*** Teks Bacaan ***

A. Kesalahan Struktur karena Kerancuan
Aktif-Pasif
Kalimat aktif adalah
kalimat yang predikatnya verba berimbuhan meN-
dengan segala kombinasinya dan subjek tidak diawali oleh kata depan.
Kalimat pasif adalah kalimat yang predikatnya verba berimbuhan di- atau ter- atau verba pasif pelaku I/II + pokok kata kerja. Penutur/
penulis sering tidak menyadari bahwa kalimat yang diucapkannya/ ditulisnya
merupakan kalimat yang rancu. Yang dimaksud kalimat yang rancu adalah kalimat
yang sebagian unsurnya milik kalimat aktif, sementara unsur lainnya milik
kalimat pasif.
(a)
Saya telah informasikan bahwa hari ini kita akan mengunjungi para
korban bencana.
Kalimat tersebut
sturkturnya rancu yang mengakibatkan makna ganda. Makna unsur yang merupakan
subjek, bahwa hari ini kita akan
mengunjungi para korban bencana ataukah saya.
Jika bahwa hari ini akan mengunjungi para
korban bencana sebagai pengisi fungsi S, predikatnya seharusnya verba pasif
telah saya informasikan. Sebaliknya,
jikaS-nya saya, predikatnya harusnya
verba aktif menginformasikan. dengan
begitu, bahwa hari ini kita akan
mengunjungi para korban bencana mengisi fungsi objek (O).
B. Kesalahan Struktur karena Subjek
dan Keterangan
Sering
terjadi seorang pemakai bahasa tidak menyadari bahwa dirinya telah
mencampuradukan komponen lain (misalnya keterangan) pada subjek. Mislalnya
orang yang memulai mengucapkan kalimat dengan keterangan panjang. Tidak
disadari oleh penutur/penulis bahwa komponen yang dianggapnya subjek ternyata
merupakan keterangan. Hal seperti itulah yang sering terjadi dalam pemakaian
bahasa yang kurang cermat.

***

▶ **Daftar Tugas**:
1. Ringkaslah teks tentang kesalahan struktur kalimat dalam dua kalimat.
2. Terjemahkan kalimat dari teks tentang kesalahan struktur kalimat ini ke dalam bahasa Inggris: "Yang dimaksud kalimat yang rancu adalah kalimat yang sebagian unsurnya milik kalimat aktif, sementara unsur lainnya milik kalimat pasif."
3. Dalam teks tentang kesalahan struktur kalimat, predikat apa yang seharusnya dipakai jika subjeknya "saya"?

*** Data Mentah ***

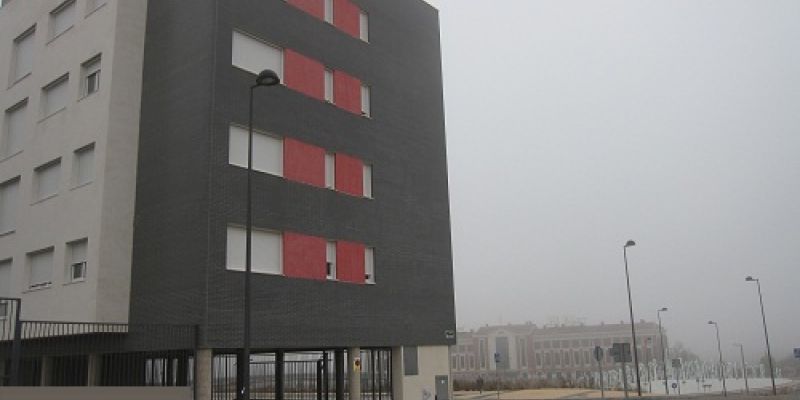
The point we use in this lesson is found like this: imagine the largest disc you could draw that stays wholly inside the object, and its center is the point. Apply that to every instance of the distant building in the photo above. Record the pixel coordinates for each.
(530, 352)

***

▶ **Jawaban Tiap Tugas**:
1. Kalimat rancu adalah kalimat yang sebagian unsurnya milik kalimat aktif dan sebagian lainnya milik kalimat pasif, dan penutur atau penulis sering tidak menyadarinya. Pemakai bahasa juga sering mencampuradukkan keterangan dengan subjek, misalnya saat memulai kalimat dengan keterangan panjang, sehingga komponen yang dianggap subjek ternyata keterangan.

2. What is meant by a confused sentence is a sentence in which some of its elements belong to an active sentence, while its other elements belong to a passive sentence.

3. Verba aktif "menginformasikan".